## Records for processing
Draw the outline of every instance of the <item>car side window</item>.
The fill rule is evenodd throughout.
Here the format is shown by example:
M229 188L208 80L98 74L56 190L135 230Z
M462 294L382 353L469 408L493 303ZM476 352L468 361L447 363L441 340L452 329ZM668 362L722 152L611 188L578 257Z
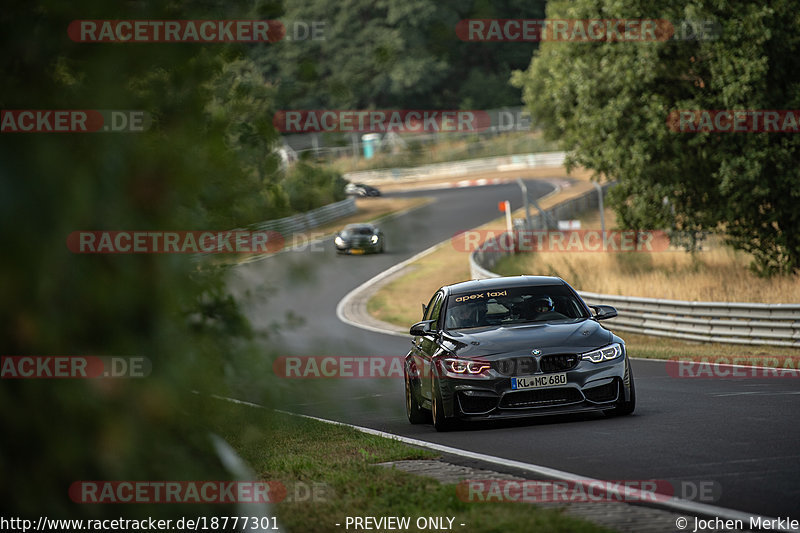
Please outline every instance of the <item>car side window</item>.
M431 313L433 312L433 304L436 302L436 297L439 296L437 292L433 296L431 296L428 305L425 306L425 309L422 311L422 320L428 320L431 317Z
M431 303L428 304L425 320L435 320L433 323L434 329L439 329L439 313L442 310L442 302L444 302L444 296L441 292L437 292Z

## Aim of the exercise
Write out exactly, and only, the lines running from the line with "M229 188L208 80L98 74L56 190L135 230Z" to the last line above, both included, with all pictures omitted.

## Exercise result
M229 188L208 80L98 74L56 190L135 230Z
M462 294L382 353L469 408L493 303ZM476 352L468 361L447 363L441 340L452 329ZM668 362L722 152L611 188L578 257Z
Please outline every instance of the <item>car side window</item>.
M431 313L433 312L433 304L436 302L436 297L439 296L437 292L433 296L431 296L428 305L425 306L425 309L422 311L422 320L428 320L431 317Z
M431 303L428 304L425 320L435 320L433 323L434 329L439 329L439 313L442 310L442 302L444 302L444 296L441 292L437 292Z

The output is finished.